Dane wejściowe:
_ _ _ _ _ _ _
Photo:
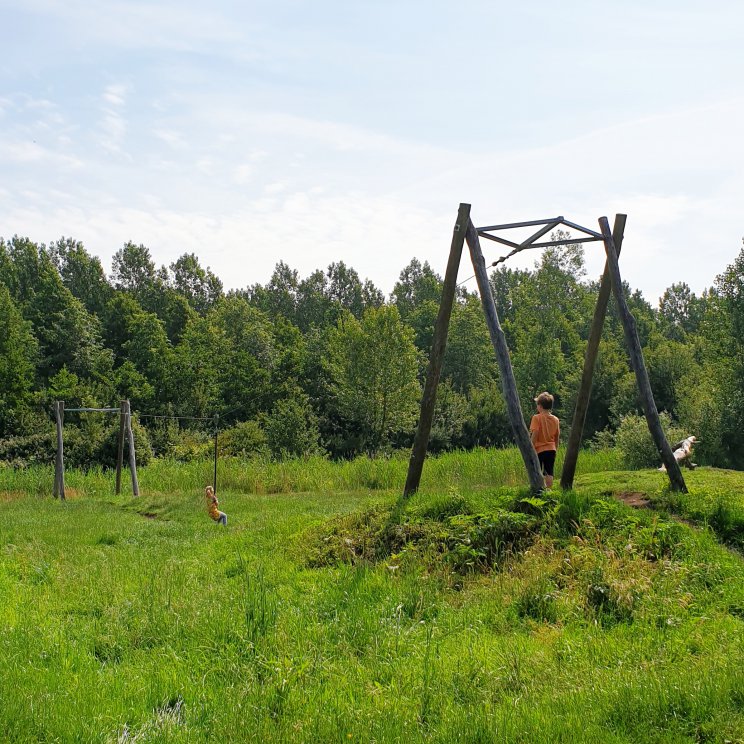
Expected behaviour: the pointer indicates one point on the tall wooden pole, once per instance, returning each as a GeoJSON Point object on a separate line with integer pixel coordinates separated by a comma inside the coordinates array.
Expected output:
_ _ _ _ _ _ _
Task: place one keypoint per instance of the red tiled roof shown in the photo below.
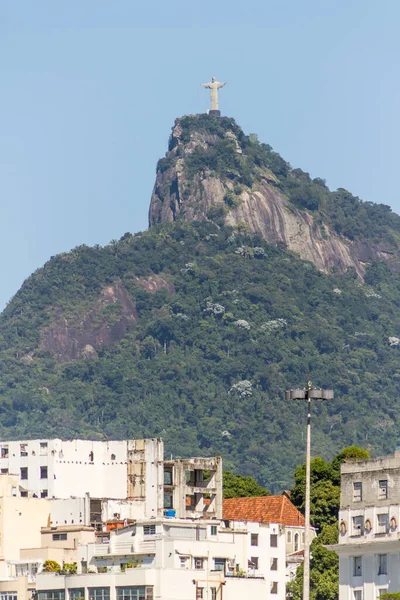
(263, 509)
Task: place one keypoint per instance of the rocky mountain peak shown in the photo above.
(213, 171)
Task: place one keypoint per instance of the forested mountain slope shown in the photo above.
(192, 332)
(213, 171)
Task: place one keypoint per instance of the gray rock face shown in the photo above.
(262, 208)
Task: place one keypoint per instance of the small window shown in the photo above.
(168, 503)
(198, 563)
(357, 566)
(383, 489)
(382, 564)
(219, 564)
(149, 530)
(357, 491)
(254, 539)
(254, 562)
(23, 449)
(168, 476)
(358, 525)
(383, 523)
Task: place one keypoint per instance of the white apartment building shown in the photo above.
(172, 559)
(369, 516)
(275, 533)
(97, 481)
_ _ _ _ _ _ _
Zbierz, proszę, każdy wiersz materiału powyżej, który zawiera słowo „mountain”. Wielkość liter ma znaczenie.

Rozwiązanie zadania:
Task: place one keypoint per instance of the rocky mountain peak shown in the photo above.
Task: place one keypoint per instance of the forested mountain slope shown in the photo above.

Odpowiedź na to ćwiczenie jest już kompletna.